Data entries:
---

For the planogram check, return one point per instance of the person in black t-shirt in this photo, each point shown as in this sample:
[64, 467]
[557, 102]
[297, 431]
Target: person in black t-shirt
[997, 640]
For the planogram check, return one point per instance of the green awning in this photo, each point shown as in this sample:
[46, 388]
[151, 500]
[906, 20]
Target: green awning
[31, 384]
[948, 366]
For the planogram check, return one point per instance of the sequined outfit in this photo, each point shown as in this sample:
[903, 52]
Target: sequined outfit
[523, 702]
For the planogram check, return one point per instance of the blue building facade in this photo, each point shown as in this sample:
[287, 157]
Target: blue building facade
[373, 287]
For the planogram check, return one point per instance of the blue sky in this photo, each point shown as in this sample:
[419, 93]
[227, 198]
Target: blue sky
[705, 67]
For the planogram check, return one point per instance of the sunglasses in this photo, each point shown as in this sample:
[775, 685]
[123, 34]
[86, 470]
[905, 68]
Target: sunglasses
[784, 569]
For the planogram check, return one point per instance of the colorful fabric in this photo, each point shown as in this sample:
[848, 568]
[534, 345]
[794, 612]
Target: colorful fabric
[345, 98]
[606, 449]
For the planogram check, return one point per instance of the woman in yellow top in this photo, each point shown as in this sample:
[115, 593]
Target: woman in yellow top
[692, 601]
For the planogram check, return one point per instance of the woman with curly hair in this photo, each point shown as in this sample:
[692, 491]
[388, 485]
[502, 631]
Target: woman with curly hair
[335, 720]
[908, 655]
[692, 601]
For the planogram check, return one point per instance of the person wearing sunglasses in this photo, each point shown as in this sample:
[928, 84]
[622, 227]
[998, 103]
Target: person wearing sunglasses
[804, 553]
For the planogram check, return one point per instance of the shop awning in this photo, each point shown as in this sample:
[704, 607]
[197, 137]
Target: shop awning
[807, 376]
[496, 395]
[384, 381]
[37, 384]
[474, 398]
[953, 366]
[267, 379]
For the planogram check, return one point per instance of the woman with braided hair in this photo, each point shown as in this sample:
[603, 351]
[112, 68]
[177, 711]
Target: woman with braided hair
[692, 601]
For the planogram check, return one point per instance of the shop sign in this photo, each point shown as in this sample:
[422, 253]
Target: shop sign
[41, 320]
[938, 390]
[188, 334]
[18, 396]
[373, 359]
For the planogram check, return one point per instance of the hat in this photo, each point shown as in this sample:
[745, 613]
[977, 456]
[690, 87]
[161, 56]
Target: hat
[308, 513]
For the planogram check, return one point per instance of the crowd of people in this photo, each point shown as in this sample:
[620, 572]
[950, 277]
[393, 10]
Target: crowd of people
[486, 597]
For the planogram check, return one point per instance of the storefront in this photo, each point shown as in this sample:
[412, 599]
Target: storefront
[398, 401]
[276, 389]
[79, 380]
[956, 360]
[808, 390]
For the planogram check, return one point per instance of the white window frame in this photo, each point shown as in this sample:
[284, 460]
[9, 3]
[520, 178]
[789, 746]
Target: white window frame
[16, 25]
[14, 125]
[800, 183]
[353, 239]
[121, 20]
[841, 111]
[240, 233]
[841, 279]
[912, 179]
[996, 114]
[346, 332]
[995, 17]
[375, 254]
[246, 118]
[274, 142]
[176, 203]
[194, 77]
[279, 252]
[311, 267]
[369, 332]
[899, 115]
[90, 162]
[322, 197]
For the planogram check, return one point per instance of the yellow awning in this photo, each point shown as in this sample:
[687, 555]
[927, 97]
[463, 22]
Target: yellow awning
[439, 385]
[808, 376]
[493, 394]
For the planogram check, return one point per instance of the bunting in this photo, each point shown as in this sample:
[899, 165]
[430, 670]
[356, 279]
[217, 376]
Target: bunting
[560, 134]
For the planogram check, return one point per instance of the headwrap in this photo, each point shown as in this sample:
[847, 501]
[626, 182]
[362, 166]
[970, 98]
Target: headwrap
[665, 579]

---

** Written instruction **
Write out exactly the final stretch of the records: the line containing "braided hair in" and every line after it, through the last, and nothing else.

** Problem solution **
For the planogram check, return one point per instance of the woman with braided hair in this photo, each point shown as in this sample:
[603, 351]
[112, 68]
[177, 711]
Target: woman with braided hair
[692, 601]
For the planogram check, return one point per instance of the shop sign in this photo, each point shown as in this sample:
[422, 253]
Target: shop sign
[41, 320]
[938, 390]
[188, 334]
[18, 396]
[373, 359]
For the planogram check, return one point per instance of the hat in this photo, each point shown as in this sample:
[745, 613]
[977, 456]
[690, 87]
[161, 56]
Target: hat
[308, 513]
For the planogram check, return one point per instance of the crowd of people in this photo, each point shown as in this sample:
[620, 572]
[950, 277]
[393, 10]
Target: crowd of people
[486, 597]
For the planogram check, return one point per instance of the storefront in this photo, each point shown as in this sample:
[412, 599]
Target: storefront
[398, 401]
[276, 389]
[79, 380]
[956, 360]
[808, 390]
For the planogram check, return one point per instance of the white window frame in this photo, each point shown as in this sample:
[284, 460]
[9, 3]
[520, 178]
[789, 746]
Target: white window frame
[16, 25]
[14, 125]
[800, 183]
[353, 239]
[121, 20]
[841, 111]
[240, 233]
[841, 279]
[912, 179]
[996, 114]
[346, 332]
[995, 17]
[375, 254]
[246, 118]
[274, 142]
[176, 203]
[194, 77]
[279, 252]
[311, 267]
[369, 332]
[899, 115]
[90, 162]
[322, 197]
For the planogram check, return one point per instance of the yellow awning in this photo, each point shown as in this sample:
[687, 555]
[927, 97]
[463, 22]
Target: yellow awning
[439, 385]
[808, 376]
[493, 394]
For the planogram check, return one point per instance of the bunting in this photo, each point shown as in this sample:
[899, 165]
[430, 670]
[356, 279]
[217, 376]
Target: bunting
[560, 134]
For the planogram check, return one point per instance of the headwrap in this photo, each point shown as in this sample:
[847, 501]
[626, 182]
[362, 166]
[970, 98]
Target: headwrap
[665, 579]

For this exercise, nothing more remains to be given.